*To do*. Omit all pictures. Copy exactly the lines from the line containing "Query: pink building" to the end of the listing, with both ends included.

*Raw data*.
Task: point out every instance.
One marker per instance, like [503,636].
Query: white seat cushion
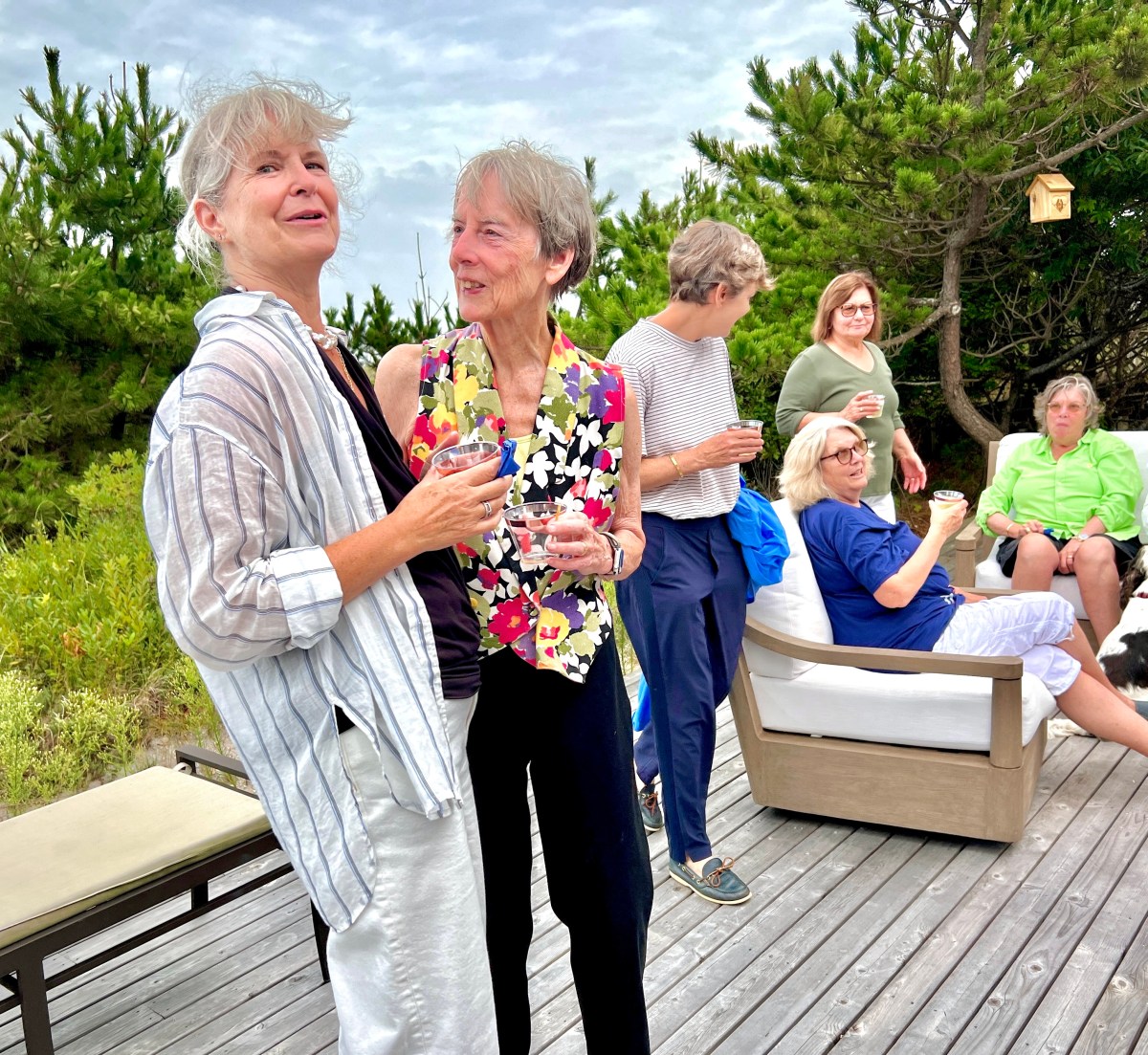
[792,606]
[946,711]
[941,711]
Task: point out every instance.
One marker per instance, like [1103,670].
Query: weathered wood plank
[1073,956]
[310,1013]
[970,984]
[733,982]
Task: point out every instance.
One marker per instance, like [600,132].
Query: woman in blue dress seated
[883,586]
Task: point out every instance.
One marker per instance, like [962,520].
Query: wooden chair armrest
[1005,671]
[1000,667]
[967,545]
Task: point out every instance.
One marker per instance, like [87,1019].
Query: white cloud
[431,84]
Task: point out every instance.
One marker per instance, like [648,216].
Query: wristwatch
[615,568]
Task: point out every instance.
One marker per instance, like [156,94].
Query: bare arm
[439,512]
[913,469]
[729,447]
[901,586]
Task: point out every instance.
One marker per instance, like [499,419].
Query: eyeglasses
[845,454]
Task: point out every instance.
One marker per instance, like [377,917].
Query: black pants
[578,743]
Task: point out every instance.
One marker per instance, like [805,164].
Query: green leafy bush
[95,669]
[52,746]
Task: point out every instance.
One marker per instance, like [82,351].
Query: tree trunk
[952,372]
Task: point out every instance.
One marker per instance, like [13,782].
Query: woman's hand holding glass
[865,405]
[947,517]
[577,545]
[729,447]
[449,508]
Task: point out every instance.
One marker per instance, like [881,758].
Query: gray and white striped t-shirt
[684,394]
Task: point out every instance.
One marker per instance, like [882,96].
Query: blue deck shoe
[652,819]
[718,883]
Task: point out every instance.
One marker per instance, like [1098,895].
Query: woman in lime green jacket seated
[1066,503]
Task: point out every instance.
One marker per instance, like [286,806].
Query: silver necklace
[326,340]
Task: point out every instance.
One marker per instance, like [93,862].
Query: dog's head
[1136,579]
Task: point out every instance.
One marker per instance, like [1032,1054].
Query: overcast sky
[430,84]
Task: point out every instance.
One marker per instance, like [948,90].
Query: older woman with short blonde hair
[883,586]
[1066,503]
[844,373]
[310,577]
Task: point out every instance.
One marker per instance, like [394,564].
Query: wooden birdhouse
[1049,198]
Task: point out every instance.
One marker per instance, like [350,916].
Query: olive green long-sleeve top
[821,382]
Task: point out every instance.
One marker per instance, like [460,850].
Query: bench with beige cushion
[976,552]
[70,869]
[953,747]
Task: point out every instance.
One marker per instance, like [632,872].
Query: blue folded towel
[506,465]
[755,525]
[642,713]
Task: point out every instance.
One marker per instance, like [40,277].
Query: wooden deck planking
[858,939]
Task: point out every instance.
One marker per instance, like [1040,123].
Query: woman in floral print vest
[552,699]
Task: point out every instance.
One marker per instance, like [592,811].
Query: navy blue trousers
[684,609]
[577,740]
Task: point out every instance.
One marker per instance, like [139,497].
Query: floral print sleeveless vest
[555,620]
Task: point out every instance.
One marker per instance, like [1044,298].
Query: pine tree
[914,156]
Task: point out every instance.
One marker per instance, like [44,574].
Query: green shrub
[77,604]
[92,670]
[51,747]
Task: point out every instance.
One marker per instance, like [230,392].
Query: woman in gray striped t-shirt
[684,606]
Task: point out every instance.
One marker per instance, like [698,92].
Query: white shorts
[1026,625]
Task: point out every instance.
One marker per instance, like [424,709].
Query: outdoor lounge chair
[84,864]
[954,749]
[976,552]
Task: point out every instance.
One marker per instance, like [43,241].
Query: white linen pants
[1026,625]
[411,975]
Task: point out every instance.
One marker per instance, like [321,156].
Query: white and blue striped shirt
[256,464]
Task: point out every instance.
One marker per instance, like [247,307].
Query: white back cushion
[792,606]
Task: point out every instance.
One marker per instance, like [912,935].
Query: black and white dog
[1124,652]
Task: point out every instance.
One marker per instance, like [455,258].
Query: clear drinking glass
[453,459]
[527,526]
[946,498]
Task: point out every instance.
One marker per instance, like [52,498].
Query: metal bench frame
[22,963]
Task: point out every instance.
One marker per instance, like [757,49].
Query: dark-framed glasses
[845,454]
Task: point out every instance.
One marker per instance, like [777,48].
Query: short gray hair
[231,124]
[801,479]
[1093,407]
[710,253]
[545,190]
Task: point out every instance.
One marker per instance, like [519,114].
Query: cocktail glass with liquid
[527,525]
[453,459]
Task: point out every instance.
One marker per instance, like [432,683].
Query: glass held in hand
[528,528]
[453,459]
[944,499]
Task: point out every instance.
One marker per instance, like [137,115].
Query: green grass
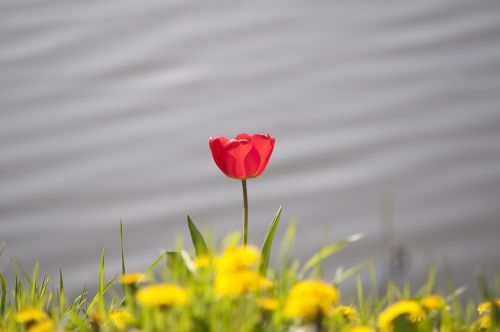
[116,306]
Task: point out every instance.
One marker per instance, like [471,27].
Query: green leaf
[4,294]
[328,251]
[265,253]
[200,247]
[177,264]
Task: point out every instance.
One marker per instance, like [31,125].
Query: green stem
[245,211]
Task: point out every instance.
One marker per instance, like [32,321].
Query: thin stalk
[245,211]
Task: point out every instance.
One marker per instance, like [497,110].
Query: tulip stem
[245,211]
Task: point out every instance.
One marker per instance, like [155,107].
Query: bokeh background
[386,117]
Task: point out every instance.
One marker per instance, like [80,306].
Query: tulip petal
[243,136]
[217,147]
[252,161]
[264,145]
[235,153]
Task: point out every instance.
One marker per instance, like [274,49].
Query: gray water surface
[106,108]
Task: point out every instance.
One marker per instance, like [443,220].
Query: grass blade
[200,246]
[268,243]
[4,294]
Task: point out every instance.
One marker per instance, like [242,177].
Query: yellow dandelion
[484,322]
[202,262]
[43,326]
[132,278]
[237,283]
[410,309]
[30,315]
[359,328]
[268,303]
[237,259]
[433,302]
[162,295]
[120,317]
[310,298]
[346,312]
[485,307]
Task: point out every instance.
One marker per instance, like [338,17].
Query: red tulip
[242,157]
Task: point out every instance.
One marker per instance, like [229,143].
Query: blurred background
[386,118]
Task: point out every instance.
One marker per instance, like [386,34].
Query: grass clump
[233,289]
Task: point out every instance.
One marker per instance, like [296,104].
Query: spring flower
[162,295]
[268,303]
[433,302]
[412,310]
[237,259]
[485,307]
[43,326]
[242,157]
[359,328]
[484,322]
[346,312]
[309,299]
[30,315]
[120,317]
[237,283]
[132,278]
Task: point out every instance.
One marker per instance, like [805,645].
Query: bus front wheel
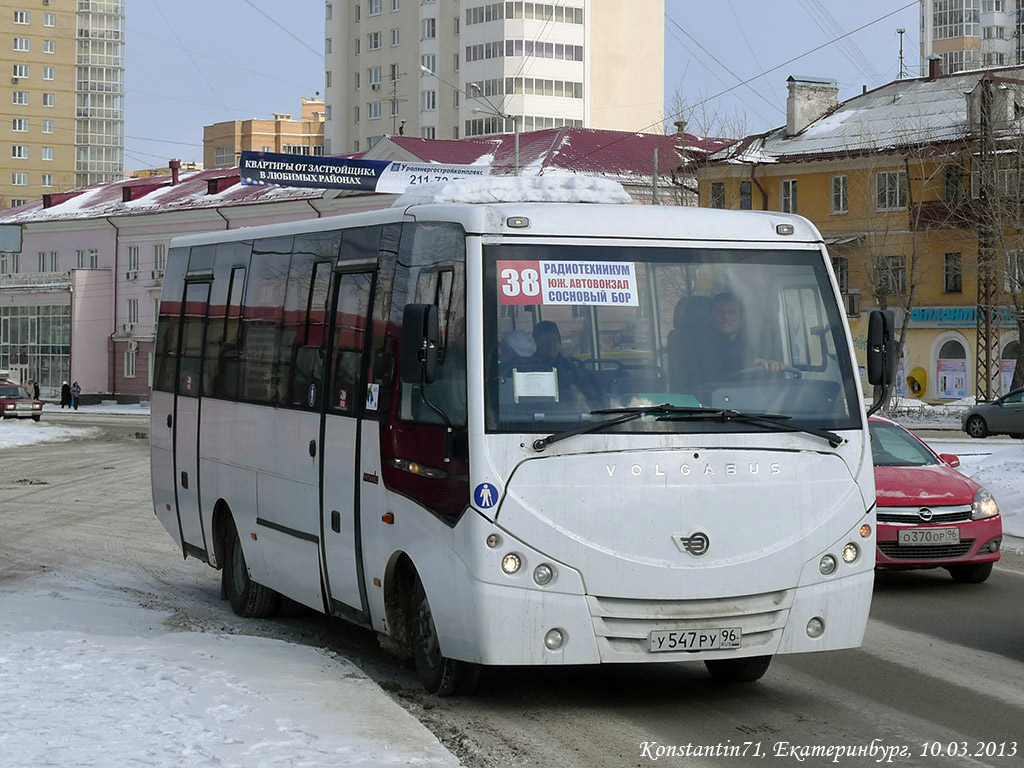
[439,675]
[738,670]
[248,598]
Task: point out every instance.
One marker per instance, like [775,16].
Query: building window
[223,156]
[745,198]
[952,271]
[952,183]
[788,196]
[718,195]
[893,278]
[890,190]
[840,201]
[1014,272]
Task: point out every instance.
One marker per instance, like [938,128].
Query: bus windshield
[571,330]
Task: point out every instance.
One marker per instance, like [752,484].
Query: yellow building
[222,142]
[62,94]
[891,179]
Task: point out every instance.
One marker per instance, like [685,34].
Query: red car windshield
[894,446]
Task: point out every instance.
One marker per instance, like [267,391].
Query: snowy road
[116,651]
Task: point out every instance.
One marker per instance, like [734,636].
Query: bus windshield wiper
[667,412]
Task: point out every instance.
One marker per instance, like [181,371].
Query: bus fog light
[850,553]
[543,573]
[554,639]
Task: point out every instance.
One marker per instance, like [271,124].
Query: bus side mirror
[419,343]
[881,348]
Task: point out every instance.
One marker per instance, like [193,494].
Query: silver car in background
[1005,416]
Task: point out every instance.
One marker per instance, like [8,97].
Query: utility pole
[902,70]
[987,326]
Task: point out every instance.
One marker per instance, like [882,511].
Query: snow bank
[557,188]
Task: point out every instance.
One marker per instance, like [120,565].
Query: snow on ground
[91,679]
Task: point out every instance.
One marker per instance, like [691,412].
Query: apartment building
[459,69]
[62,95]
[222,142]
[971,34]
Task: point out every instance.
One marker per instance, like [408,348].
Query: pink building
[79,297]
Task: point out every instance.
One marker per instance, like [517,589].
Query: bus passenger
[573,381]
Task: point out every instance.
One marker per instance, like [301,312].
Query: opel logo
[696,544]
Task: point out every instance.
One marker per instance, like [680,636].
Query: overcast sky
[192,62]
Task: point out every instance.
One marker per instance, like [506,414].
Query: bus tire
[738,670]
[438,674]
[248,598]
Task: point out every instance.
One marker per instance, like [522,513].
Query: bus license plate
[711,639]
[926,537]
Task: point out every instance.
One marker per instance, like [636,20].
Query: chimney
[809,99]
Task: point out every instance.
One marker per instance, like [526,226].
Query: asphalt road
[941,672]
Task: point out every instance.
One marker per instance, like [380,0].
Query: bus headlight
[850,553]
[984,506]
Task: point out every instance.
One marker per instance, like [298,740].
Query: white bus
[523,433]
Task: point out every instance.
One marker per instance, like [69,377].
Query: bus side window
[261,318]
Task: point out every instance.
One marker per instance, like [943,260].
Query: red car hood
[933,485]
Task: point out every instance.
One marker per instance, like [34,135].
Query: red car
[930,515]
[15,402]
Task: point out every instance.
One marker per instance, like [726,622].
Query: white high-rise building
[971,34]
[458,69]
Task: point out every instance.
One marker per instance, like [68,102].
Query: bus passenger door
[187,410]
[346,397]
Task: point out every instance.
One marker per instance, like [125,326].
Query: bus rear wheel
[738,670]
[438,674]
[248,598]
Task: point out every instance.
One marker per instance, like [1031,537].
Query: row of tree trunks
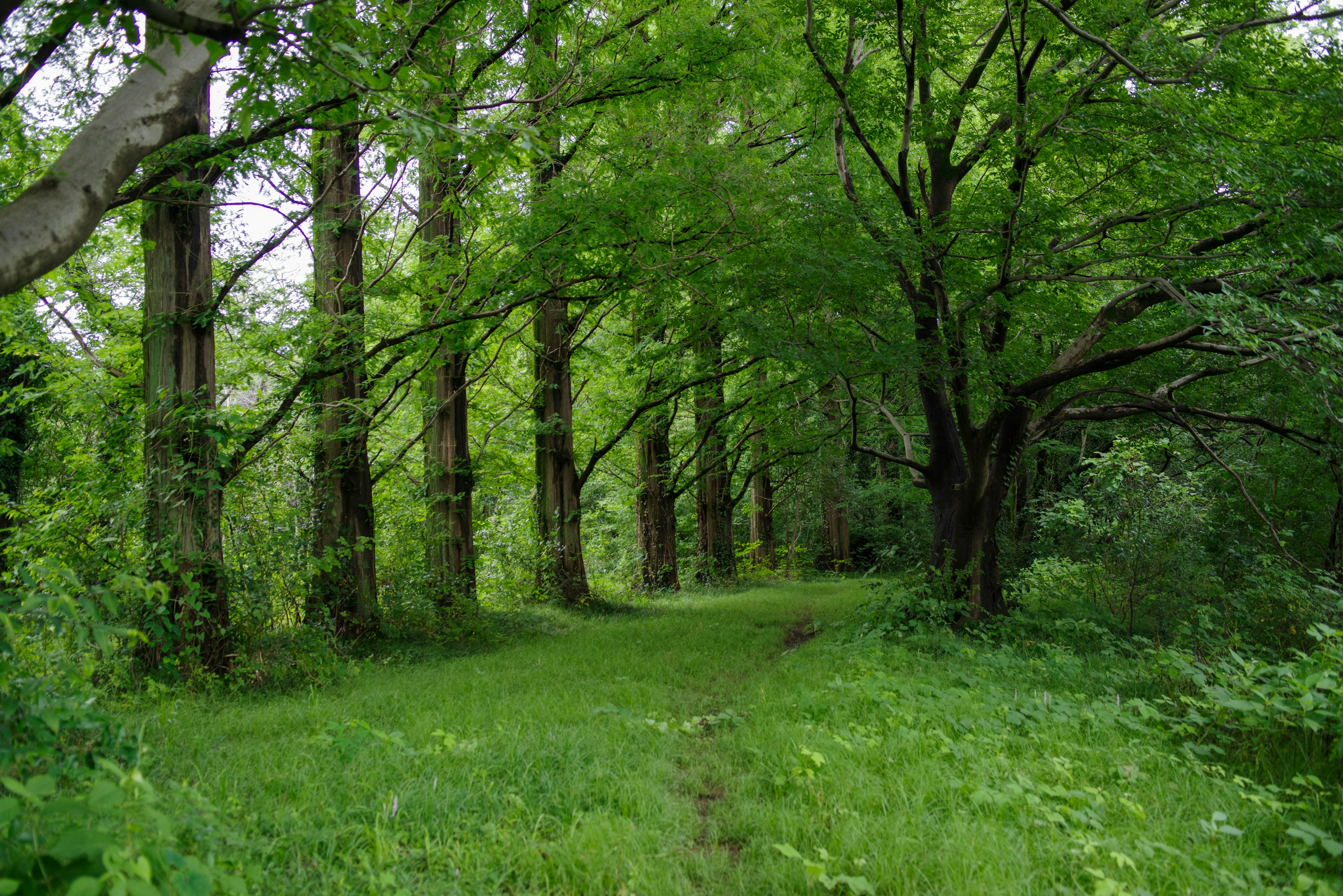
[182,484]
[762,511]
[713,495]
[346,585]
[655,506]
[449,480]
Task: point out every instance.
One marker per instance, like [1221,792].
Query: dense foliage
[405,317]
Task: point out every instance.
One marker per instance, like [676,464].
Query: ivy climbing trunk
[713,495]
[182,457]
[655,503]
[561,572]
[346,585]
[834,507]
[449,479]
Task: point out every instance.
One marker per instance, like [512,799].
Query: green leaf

*Exercise solution*.
Query: pink building
[79,297]
Task: point out every instance.
One marker per instance, like [517,589].
Query: bus passenger
[573,381]
Task: point out every instance.
One marker per instance, like [301,312].
Query: opel logo
[696,544]
Task: point out every instance.
One marker per instance, like [680,636].
Query: overcast sky
[192,62]
Task: point out every instance.
One marker per instance, like [506,414].
Query: bus tire
[738,670]
[438,674]
[248,598]
Task: point out every instance.
One marker per instance, like [522,513].
Query: bus license plate
[711,639]
[926,537]
Task: point out every instance.
One marker per instance, like [636,20].
Query: chimney
[809,99]
Task: point out every instance.
One marker per instance, like [526,226].
Query: asphalt road
[941,672]
Task: point out every instance.
One marker per instance, like [380,0].
Query: bus headlight
[850,553]
[984,506]
Task: point out every instance.
One marker per instance, like [298,740].
Query: white bus
[523,433]
Task: point out every instance.
One marker per instance, like [69,377].
Query: bus side window
[261,318]
Task: point out every instance.
One marker per instance, like [943,260].
Query: red car hood
[933,485]
Task: point out every instance.
One marker per instance, like [34,135].
Query: red car
[930,515]
[15,402]
Task: point out every instance.
One marker per instance, like [726,622].
Query: white high-rise building
[971,34]
[458,69]
Task: point out every instance.
One marker per instance, like [68,102].
Query: bus passenger door
[187,410]
[346,397]
Task: point out every instance.
One marker per instance, like [125,326].
Query: bus rear wheel
[738,670]
[438,674]
[248,598]
Task: point out every instance.
One marker per instance, like [1031,537].
Query: row of tree trunks
[182,484]
[762,511]
[713,495]
[346,585]
[655,506]
[449,480]
Task: point out every instance.
One marker per instance, like [1221,792].
Query: dense foliage
[405,317]
Task: point out every instance.
One marker per instance, like [676,464].
Query: ivy climbing trunk
[713,495]
[182,457]
[655,503]
[561,572]
[346,585]
[834,507]
[449,479]
Task: point out every instance.
One marker per instance, like [512,799].
Query: green leaf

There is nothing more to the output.